>> BEGIN

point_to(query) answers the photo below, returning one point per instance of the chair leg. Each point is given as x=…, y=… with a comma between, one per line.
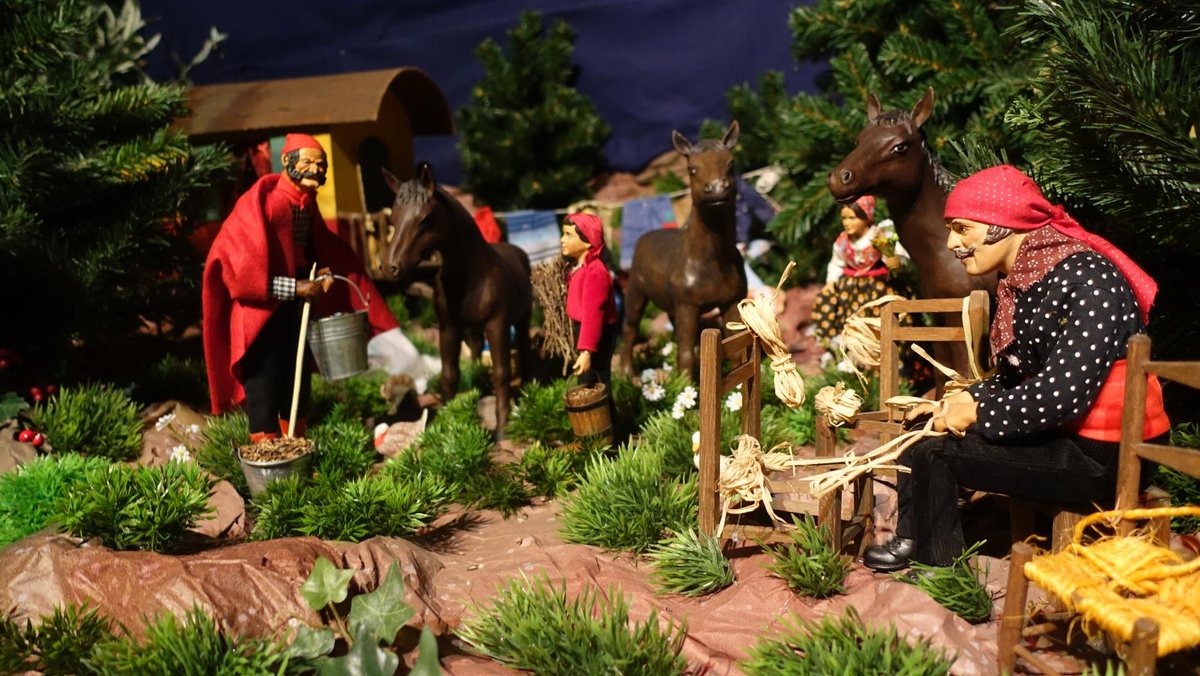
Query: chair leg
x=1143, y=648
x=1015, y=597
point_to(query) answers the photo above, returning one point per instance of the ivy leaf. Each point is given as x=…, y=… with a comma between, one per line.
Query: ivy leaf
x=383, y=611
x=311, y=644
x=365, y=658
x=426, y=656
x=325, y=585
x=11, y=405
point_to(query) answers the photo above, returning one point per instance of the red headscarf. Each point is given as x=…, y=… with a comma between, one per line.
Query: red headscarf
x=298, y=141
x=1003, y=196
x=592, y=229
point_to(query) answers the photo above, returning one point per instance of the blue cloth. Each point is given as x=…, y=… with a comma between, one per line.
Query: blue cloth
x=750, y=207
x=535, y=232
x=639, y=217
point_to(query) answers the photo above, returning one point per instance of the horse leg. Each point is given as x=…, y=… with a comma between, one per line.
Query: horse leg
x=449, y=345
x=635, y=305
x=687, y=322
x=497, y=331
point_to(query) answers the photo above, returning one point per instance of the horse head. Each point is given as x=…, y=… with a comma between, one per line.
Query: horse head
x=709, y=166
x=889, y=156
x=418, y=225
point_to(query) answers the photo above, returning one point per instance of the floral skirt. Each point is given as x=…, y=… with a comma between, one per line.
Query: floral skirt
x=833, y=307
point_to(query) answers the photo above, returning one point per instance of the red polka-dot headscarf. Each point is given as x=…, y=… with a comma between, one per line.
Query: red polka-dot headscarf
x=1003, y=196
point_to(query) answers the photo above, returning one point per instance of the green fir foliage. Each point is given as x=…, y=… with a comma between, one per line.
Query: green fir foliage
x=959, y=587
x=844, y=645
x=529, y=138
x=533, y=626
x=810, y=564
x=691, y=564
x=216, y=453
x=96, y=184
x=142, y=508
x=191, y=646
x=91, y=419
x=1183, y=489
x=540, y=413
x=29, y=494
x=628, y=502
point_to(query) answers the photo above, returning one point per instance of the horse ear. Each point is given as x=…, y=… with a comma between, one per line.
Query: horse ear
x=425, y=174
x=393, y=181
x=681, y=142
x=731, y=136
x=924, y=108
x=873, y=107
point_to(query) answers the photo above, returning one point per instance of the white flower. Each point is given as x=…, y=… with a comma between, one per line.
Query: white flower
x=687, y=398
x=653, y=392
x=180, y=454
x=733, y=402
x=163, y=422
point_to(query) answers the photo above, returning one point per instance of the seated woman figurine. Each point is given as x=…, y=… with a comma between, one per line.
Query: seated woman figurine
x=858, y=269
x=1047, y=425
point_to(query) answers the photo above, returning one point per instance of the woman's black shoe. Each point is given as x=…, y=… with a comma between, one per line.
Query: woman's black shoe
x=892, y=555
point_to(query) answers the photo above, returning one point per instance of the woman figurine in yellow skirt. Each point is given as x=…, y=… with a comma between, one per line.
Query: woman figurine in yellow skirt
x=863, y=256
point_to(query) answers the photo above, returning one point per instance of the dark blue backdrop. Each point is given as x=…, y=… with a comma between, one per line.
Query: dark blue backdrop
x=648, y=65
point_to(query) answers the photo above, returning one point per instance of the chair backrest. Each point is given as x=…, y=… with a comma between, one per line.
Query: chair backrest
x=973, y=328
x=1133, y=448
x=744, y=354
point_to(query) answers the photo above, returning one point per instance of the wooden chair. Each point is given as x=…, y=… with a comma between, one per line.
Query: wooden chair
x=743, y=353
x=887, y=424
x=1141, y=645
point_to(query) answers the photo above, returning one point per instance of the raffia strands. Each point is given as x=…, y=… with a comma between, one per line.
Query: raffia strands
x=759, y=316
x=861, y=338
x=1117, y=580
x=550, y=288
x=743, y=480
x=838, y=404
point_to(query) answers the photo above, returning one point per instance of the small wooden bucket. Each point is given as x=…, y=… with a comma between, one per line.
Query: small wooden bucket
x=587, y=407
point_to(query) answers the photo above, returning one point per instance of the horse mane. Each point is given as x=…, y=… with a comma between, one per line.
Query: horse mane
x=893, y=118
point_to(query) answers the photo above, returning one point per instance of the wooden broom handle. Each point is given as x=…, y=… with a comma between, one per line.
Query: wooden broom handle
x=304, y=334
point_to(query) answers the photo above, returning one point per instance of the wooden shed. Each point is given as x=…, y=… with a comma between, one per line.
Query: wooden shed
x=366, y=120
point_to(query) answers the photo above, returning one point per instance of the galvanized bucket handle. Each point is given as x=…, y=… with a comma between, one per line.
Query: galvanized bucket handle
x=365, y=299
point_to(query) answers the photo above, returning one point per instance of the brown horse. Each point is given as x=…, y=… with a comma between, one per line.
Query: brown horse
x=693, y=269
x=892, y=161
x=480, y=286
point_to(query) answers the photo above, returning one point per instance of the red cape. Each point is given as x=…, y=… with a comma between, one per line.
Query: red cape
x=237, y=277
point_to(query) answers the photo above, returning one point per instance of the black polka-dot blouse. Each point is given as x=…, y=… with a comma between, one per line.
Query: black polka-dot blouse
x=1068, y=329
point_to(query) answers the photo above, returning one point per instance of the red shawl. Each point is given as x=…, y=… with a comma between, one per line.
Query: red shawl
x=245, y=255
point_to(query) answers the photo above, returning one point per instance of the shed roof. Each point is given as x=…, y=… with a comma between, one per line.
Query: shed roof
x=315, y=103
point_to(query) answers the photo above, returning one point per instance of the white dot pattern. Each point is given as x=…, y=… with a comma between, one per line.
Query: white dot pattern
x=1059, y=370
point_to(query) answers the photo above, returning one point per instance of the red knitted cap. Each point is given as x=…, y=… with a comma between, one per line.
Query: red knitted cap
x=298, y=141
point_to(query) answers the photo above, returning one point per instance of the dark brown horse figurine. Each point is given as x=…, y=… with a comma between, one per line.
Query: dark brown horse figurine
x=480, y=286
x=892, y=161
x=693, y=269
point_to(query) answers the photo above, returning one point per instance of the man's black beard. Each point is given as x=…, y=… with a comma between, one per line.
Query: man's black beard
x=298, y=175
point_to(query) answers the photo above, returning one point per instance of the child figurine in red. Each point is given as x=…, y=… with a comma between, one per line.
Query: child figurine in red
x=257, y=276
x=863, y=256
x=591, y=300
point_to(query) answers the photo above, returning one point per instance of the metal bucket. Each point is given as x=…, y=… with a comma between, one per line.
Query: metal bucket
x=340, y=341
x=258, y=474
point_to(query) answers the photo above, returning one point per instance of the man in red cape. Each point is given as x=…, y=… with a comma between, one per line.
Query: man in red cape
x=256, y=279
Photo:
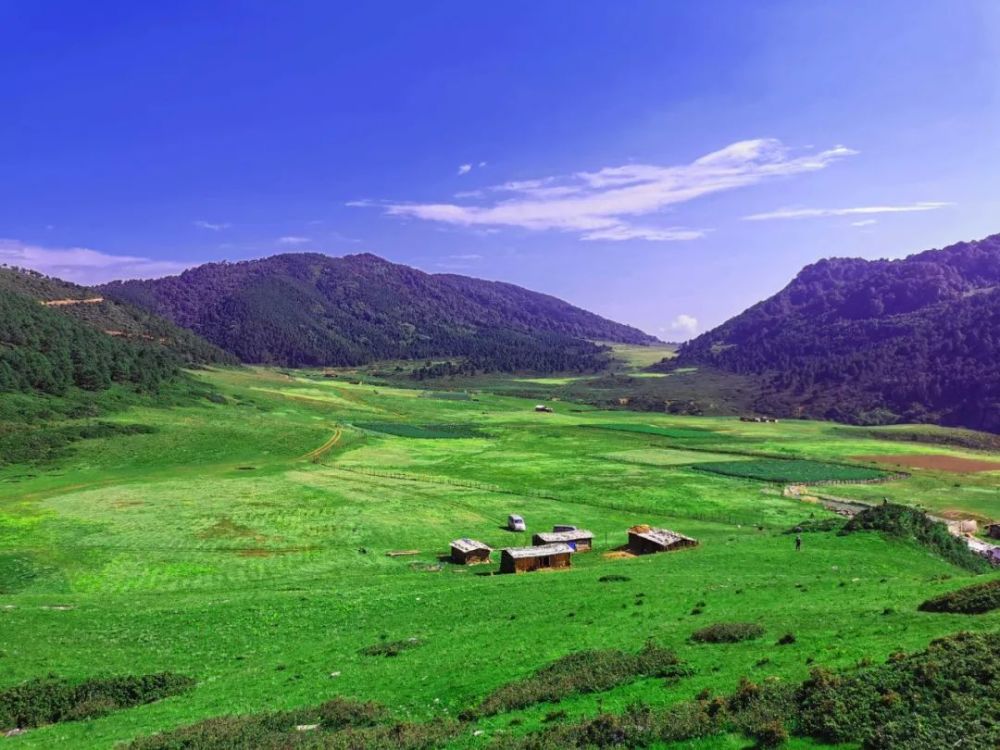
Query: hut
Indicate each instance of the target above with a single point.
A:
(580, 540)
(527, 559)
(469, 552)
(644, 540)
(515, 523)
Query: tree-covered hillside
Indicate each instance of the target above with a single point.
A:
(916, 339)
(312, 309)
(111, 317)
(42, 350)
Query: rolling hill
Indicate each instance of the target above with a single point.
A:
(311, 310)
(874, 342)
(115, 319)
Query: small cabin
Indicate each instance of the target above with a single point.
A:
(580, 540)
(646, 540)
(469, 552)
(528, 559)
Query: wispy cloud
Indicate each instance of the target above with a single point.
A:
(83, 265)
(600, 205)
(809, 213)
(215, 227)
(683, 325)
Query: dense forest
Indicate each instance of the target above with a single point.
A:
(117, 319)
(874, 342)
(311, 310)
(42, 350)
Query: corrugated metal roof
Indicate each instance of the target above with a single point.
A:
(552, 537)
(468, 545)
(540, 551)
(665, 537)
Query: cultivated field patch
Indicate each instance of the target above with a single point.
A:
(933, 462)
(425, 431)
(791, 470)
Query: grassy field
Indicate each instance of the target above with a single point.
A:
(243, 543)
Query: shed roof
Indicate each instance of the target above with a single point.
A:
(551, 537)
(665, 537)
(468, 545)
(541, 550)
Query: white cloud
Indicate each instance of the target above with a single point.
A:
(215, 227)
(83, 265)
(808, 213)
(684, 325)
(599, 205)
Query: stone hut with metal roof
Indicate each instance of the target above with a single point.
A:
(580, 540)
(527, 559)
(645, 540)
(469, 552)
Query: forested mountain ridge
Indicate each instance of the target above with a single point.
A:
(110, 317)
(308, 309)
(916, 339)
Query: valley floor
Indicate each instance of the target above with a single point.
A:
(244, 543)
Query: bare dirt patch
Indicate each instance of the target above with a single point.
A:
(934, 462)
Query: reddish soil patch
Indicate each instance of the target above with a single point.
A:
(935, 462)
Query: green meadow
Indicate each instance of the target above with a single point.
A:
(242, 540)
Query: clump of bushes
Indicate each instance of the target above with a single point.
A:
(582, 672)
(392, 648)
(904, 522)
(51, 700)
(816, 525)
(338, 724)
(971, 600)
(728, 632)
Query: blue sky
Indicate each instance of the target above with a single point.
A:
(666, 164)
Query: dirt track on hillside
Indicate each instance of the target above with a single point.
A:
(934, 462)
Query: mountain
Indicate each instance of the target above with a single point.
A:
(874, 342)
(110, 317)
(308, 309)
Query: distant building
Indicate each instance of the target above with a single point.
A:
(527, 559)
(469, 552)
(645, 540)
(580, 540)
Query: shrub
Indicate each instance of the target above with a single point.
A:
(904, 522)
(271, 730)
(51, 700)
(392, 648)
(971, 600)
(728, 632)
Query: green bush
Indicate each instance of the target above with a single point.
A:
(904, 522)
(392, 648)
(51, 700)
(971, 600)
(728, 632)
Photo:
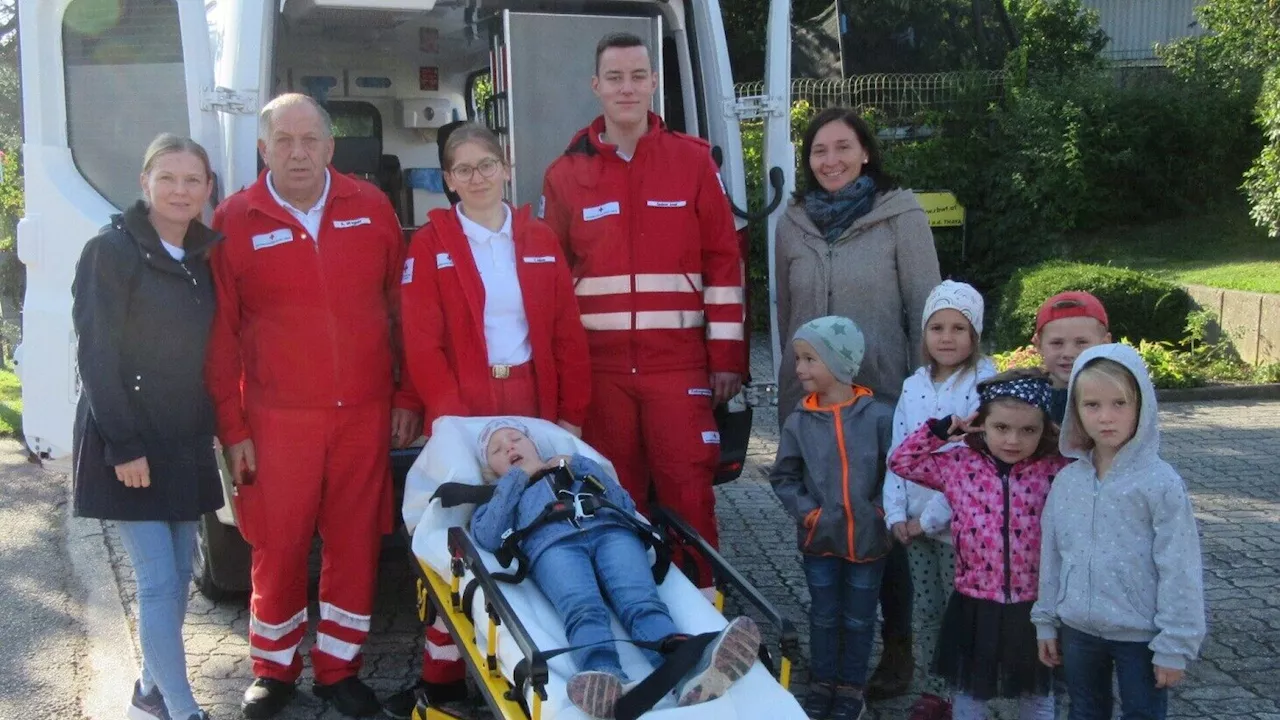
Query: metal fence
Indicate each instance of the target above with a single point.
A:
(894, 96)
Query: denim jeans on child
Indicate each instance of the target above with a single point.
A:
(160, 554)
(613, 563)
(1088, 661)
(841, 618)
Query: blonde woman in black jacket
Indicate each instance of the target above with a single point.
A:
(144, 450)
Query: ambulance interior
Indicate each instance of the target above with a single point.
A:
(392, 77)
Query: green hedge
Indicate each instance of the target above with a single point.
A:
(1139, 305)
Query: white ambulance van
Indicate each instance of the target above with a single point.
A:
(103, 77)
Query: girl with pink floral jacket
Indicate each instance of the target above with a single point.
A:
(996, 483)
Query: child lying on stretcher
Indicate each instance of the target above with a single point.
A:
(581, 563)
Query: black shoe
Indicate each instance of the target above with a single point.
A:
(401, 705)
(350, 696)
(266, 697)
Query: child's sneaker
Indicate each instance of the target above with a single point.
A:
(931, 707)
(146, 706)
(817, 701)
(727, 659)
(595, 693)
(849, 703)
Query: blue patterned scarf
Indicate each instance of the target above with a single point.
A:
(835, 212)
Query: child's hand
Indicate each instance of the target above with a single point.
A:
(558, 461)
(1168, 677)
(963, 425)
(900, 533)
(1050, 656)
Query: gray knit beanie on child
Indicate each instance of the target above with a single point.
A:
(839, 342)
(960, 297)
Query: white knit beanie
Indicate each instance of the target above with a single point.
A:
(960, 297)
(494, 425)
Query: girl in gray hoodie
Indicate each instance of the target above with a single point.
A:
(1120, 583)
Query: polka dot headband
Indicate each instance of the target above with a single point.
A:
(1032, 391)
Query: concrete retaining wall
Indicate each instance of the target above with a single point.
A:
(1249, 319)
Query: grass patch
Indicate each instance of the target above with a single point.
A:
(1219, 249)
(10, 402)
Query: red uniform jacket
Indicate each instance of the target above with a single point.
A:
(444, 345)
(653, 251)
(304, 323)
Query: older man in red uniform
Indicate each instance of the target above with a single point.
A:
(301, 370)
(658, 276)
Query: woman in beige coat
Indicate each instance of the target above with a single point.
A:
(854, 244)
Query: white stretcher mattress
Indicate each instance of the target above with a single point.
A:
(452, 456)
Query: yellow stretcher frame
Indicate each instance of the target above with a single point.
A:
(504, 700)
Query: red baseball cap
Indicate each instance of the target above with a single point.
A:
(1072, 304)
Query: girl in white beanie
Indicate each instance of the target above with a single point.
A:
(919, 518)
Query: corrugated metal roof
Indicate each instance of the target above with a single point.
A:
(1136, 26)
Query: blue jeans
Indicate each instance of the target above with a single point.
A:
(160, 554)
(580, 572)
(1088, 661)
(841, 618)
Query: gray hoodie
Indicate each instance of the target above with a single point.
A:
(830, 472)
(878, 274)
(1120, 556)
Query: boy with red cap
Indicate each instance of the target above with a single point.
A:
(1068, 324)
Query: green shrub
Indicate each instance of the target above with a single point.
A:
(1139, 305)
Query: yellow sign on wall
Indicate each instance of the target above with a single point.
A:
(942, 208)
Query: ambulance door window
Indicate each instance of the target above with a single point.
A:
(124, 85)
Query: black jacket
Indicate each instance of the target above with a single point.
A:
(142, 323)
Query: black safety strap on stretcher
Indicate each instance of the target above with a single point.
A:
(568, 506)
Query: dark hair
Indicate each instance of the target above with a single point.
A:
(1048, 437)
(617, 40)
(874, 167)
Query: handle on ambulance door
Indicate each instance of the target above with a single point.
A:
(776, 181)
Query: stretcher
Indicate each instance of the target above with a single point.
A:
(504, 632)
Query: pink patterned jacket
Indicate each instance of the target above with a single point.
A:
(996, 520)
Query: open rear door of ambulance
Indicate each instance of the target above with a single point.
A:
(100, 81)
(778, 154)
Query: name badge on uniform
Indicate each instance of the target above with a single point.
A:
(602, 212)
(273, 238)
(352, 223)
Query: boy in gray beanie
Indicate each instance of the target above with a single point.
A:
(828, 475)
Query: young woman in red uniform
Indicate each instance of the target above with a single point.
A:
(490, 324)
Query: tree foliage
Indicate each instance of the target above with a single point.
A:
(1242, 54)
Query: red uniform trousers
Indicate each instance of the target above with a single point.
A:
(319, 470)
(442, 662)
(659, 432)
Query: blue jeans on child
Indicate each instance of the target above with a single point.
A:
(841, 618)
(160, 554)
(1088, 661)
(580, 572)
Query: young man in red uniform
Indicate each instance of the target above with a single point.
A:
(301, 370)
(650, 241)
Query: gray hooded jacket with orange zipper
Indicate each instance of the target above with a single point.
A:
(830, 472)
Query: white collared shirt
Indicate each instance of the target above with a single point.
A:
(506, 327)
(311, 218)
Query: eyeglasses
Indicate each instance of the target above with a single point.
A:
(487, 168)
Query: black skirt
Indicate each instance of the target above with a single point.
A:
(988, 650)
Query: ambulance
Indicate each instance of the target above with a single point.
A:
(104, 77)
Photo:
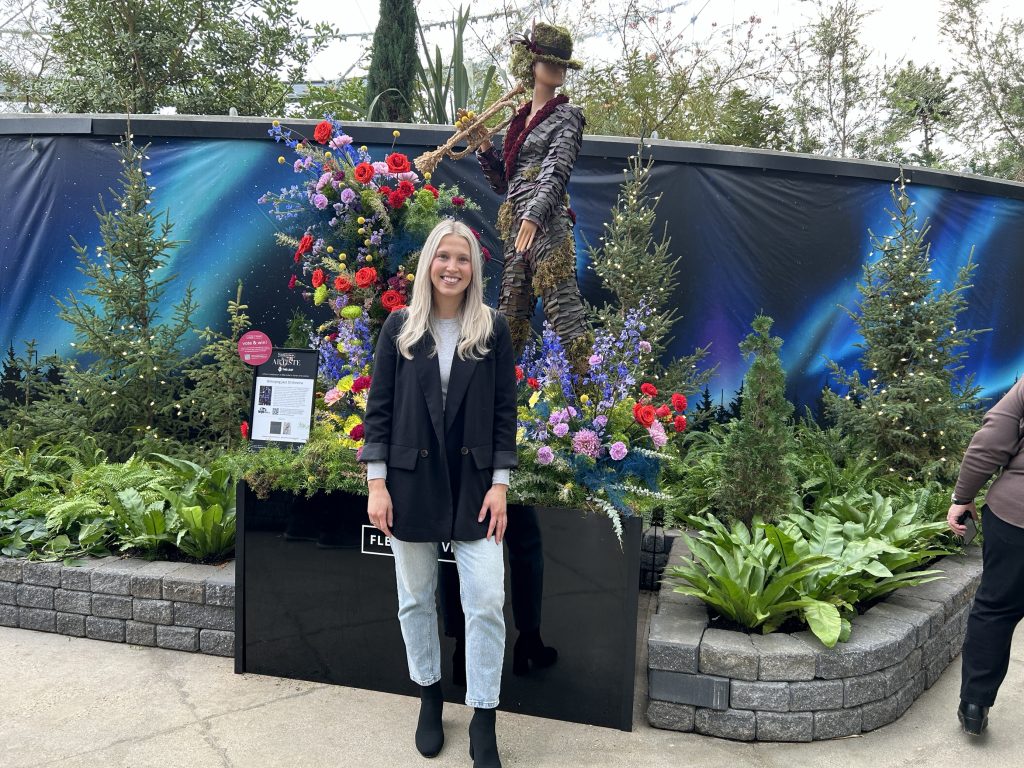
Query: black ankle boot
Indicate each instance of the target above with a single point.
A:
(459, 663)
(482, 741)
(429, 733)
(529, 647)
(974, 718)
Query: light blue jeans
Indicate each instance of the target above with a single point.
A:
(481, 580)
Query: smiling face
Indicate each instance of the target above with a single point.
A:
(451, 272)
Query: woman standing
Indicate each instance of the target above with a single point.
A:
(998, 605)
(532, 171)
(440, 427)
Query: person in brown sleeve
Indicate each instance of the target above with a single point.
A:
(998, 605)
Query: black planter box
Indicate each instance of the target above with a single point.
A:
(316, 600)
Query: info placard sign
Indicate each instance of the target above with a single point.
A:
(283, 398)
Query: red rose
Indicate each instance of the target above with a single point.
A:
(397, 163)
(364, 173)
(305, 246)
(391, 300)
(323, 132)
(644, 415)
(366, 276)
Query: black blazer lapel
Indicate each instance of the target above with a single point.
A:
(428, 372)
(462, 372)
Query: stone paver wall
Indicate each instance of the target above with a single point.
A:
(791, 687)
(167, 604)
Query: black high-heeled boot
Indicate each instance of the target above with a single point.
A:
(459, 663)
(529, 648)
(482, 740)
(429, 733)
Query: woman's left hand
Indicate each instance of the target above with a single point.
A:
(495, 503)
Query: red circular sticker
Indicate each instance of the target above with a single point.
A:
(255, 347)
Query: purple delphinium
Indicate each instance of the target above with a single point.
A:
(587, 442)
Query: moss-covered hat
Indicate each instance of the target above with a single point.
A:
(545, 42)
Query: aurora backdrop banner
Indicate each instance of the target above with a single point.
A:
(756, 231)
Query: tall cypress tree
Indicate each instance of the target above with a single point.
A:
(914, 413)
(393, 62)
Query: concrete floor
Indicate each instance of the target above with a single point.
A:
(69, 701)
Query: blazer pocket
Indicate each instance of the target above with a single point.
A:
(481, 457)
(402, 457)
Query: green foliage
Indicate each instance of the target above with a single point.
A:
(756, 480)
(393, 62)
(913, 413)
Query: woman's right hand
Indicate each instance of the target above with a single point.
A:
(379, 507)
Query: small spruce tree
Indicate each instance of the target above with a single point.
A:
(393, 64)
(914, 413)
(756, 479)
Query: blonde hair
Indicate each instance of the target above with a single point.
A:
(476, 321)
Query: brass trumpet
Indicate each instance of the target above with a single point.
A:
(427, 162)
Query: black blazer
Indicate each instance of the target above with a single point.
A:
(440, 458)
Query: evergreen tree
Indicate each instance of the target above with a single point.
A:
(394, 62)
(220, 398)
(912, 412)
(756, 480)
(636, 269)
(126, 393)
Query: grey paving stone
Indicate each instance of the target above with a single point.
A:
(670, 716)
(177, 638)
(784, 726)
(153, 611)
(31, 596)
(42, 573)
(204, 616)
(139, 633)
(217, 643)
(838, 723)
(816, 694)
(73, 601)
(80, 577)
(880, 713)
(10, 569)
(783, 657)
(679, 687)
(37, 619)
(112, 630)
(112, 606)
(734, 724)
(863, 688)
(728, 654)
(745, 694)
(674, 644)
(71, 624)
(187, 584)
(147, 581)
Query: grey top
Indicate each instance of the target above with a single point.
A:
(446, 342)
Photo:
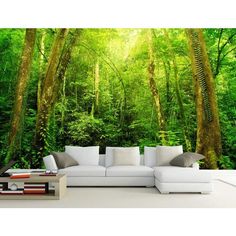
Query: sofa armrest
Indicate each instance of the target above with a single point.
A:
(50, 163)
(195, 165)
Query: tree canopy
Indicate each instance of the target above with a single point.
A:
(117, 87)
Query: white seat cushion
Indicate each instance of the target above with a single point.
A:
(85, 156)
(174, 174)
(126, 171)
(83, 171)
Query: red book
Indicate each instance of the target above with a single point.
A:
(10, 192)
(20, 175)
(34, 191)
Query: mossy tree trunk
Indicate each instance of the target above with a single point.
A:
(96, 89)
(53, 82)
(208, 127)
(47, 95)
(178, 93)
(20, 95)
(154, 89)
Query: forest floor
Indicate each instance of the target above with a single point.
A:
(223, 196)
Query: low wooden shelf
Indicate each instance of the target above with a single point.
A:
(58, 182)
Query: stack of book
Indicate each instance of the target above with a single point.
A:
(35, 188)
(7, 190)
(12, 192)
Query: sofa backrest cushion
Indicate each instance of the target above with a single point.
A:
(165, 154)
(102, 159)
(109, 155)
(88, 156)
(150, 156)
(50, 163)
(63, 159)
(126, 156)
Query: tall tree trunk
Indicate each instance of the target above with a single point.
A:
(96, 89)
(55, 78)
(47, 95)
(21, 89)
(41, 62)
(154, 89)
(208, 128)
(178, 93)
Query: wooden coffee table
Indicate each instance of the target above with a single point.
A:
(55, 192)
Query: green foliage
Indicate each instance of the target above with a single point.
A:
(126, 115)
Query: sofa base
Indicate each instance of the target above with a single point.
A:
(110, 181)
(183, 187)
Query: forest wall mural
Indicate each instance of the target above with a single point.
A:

>> END

→ **WHAT THE TASK ASKS**: Render the listing from its first line through the line holding "x=1015, y=597", inclusive, as a Markdown table with the columns Row and Entry, one line per row and blank lines skipped. Leave the pictures out of the table.

→ **COMPLETE ANSWER**:
| Row | Entry |
|---|---|
| 1 | point_to(query) answers the photo below, returning one point per instance of the chair leg. Each point is given as x=…, y=… with a comma between, one per line. |
| 2 | Query: chair leg |
| 3 | x=1143, y=648 |
| 4 | x=1015, y=597 |